## Begin Data for this exercise

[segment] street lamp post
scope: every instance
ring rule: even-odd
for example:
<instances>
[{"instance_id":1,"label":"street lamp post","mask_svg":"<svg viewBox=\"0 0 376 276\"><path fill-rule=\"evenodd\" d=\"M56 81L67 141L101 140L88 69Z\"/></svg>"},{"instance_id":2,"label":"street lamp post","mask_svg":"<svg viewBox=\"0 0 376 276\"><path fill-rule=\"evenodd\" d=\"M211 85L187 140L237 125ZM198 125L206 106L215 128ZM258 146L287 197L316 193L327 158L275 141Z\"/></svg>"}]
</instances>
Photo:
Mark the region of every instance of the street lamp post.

## End Data for this exercise
## Begin Data for this exercise

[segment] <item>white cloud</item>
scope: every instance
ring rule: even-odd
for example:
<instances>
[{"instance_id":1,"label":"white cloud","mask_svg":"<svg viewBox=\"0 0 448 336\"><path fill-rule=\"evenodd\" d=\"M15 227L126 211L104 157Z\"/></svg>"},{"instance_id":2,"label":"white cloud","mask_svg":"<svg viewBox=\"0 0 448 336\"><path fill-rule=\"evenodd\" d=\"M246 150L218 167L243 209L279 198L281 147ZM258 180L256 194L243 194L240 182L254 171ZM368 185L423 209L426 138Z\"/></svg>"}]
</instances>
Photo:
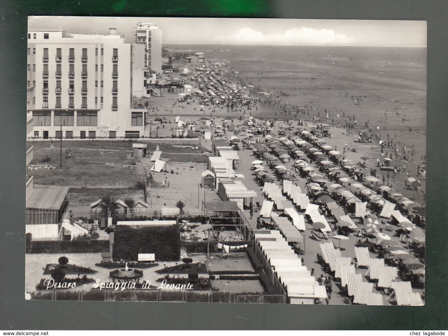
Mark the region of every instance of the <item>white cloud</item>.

## End Data for this exercise

» **Aim**
Reproduce the stretch from the line containing "[segment] street lamp post" through the line containing "Mark the region of every instance of the street", swapping "even-odd" for "nonzero" and changing nothing else.

» **Result for this exercise**
[segment] street lamp post
scope: every instance
ring rule: nonzero
for example:
<instances>
[{"instance_id":1,"label":"street lamp post","mask_svg":"<svg viewBox=\"0 0 376 276\"><path fill-rule=\"evenodd\" d=\"M56 81L67 141L101 140L88 69Z\"/></svg>"},{"instance_id":2,"label":"street lamp post","mask_svg":"<svg viewBox=\"0 0 376 276\"><path fill-rule=\"evenodd\" d=\"M211 85L187 140L237 125ZM198 125L206 106L215 128ZM258 146L287 197L316 193L327 158L275 141Z\"/></svg>"}]
</instances>
Photo:
Mark the region of every instance of the street lamp post.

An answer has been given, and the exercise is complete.